> **WHAT IS EXPECTED**: Please copy the data below word for word, everything from the line containing "Drop one marker on each instance of the navy" down to the line containing "[[206, 92]]", both included.

> **RECORDED DATA**:
start
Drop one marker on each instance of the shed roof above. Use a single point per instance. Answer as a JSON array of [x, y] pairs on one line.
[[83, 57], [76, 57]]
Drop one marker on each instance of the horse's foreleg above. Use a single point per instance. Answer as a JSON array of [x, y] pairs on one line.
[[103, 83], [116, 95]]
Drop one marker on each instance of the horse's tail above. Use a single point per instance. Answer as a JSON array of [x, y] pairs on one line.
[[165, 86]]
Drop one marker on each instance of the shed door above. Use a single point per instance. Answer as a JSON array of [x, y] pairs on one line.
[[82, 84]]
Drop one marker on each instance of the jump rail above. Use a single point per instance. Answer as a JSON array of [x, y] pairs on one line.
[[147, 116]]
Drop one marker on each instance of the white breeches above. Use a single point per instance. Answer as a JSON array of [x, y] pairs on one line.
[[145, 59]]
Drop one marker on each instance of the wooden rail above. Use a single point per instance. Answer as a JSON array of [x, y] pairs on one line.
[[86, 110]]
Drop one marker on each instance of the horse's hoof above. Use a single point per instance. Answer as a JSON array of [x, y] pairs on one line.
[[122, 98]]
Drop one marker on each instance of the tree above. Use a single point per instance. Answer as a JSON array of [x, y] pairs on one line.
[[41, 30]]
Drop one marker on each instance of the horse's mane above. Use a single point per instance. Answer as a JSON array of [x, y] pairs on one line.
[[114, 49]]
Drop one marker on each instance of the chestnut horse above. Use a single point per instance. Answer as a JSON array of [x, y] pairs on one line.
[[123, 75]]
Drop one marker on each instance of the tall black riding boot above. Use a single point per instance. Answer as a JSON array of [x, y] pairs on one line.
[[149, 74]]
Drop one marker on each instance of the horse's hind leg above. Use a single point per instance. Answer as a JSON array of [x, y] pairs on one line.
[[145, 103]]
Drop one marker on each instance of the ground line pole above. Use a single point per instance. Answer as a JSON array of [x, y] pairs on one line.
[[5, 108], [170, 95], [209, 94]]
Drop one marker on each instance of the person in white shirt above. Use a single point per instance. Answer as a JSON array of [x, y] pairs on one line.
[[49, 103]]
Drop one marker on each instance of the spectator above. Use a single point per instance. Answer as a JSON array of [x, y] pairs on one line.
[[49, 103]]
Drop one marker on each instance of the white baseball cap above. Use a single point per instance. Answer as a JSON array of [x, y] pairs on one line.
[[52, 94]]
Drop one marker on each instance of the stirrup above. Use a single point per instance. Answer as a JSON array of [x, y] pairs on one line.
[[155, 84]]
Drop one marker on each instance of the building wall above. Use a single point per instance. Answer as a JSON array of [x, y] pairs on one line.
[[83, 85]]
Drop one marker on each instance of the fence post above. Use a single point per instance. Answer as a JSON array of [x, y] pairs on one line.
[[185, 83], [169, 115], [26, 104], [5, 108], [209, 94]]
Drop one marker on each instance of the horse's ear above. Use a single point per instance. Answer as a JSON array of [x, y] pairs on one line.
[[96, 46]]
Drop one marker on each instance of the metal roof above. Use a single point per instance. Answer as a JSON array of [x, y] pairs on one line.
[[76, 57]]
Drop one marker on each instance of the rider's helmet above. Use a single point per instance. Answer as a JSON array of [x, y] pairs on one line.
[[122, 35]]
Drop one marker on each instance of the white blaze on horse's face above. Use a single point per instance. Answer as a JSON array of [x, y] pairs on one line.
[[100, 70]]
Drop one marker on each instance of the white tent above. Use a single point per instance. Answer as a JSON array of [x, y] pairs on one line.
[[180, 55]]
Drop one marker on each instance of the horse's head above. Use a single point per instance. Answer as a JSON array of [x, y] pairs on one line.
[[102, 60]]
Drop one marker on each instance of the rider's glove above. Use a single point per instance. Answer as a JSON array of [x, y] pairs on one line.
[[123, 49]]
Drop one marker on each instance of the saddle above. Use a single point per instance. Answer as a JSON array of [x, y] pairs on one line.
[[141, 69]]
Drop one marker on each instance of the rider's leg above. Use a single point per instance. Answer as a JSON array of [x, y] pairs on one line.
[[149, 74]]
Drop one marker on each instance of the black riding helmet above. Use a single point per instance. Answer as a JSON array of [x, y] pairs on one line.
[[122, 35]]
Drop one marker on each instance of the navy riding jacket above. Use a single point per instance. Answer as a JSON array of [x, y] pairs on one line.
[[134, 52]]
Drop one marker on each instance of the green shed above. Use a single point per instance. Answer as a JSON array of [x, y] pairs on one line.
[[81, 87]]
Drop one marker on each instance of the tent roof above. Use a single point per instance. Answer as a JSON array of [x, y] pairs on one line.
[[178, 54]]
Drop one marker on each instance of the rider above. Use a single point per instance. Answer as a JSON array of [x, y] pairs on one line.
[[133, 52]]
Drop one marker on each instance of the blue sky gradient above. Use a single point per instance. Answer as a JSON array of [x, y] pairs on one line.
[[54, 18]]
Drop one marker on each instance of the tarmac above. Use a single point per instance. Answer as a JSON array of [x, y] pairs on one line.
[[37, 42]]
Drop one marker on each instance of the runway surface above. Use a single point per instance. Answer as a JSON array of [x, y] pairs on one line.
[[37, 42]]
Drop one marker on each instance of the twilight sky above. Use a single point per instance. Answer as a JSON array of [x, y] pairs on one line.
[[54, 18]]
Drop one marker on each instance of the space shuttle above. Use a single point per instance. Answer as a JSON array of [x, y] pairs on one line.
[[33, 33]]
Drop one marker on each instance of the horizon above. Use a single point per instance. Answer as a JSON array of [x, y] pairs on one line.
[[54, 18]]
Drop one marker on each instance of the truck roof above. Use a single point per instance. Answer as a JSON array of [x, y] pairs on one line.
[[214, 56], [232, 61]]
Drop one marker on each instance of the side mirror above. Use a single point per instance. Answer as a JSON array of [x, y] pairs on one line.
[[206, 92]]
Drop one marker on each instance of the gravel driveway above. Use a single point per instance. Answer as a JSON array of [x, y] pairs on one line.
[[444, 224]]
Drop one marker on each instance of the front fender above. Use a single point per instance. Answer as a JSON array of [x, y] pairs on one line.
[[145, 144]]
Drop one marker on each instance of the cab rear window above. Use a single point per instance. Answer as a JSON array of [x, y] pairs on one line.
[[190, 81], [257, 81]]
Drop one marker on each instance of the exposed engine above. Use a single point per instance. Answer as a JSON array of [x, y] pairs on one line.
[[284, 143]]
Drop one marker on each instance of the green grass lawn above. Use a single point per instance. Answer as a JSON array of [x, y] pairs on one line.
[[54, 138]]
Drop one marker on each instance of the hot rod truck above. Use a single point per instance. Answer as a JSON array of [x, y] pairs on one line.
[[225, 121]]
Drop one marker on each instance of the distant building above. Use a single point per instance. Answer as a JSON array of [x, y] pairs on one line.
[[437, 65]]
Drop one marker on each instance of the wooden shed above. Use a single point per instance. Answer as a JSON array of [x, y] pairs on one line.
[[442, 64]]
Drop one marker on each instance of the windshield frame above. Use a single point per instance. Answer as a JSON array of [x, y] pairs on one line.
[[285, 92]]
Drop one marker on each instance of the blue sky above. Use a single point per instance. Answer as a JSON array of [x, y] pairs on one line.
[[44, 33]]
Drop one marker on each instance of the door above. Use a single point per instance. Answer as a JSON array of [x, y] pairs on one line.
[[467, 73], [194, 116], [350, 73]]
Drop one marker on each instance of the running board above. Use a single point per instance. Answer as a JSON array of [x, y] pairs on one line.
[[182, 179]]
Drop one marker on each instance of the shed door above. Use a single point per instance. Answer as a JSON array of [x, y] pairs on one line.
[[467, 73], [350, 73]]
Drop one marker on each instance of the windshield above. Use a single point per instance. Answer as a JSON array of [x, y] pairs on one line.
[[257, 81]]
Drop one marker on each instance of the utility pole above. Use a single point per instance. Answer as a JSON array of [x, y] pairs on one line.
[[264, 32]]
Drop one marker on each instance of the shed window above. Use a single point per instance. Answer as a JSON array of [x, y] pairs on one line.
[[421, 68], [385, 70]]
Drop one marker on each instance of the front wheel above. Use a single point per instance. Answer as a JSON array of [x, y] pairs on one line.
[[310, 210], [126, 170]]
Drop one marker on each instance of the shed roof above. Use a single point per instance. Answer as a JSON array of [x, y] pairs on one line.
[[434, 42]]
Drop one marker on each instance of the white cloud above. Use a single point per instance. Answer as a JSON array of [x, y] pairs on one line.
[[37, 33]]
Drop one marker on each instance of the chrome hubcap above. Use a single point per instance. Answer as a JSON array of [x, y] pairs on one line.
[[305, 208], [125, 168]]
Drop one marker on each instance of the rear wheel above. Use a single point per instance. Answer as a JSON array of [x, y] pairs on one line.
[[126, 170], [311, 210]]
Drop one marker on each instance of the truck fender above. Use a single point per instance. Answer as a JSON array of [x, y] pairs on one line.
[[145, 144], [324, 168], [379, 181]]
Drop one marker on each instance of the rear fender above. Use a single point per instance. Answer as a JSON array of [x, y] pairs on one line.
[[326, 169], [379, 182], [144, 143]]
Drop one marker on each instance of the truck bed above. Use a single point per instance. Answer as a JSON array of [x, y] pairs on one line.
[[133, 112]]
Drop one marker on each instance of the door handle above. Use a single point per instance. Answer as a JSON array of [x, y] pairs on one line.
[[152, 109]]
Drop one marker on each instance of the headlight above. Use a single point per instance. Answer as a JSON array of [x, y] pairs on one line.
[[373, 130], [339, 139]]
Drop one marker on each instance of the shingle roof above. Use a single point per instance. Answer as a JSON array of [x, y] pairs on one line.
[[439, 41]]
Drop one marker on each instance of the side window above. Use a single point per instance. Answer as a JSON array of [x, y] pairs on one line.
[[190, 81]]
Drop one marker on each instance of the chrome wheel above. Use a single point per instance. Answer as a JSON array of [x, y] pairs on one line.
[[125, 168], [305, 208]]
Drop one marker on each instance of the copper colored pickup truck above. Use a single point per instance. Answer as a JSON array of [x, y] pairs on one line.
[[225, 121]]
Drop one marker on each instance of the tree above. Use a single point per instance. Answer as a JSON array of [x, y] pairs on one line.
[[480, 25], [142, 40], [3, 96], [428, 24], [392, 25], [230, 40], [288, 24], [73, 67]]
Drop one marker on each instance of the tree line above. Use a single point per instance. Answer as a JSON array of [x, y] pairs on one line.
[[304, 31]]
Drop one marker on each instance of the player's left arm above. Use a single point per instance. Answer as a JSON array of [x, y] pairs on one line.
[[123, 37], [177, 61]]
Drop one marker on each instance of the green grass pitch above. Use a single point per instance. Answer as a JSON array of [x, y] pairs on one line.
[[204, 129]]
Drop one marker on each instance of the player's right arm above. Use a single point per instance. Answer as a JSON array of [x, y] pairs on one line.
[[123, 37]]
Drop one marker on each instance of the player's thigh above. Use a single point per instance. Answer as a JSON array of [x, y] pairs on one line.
end
> **WRITTEN RESPONSE**:
Drop one marker on each instance of the navy riding jacket above. Use a single point per instance. Answer as a JSON array of [x, y] pairs on one line.
[[134, 52]]
Drop one marker on each instance of the green shed above. Use a single point per instance. Answer as a JSON array of [x, y] pairs on one line.
[[81, 87]]
Drop one marker on each instance of the tent roof above. Use a single point per instance. Answer as a JSON array of [x, y] pairs on one line.
[[178, 54]]
Drop one marker on each instance of the rider above. Use a single point per instance. Answer as a JSON array of [x, y] pairs on one line.
[[133, 52]]
Drop one marker on each instance of the blue sky gradient above. Use a single point per instance. Answer as a JSON array of [x, y] pairs on one line.
[[54, 18]]
Drop one marker on each instance of the tarmac above. Use a single point per instance. Answer as a JSON array of [x, y] pairs on one line.
[[37, 42]]
Drop one marker on each instance of the runway surface above. Use a single point per instance. Answer as a JSON array of [x, y] pairs on one line.
[[37, 42]]
Drop one marker on each instance of the twilight sky above. Use a single point per instance. Answer as a JSON array of [x, y] pairs on one line.
[[54, 18]]
Drop one marker on each instance of the space shuttle above. Use a single point per instance. Answer as a JSON array of [x, y] pairs on one line.
[[33, 33]]
Drop one marker on each instance of the horizon above. Use a single point per instance. Answer as a JSON array of [x, y] pairs on one line.
[[54, 18]]
Drop one marker on each instance of the truck roof above. Use a single point per instance. Answer as a JSON array of [x, y] pairs on one line.
[[214, 56], [232, 61]]
Drop one marker on each instance of the side mirror above. Use a single point per instance. Answer as a JSON array of [x, y] pairs on one line.
[[206, 92]]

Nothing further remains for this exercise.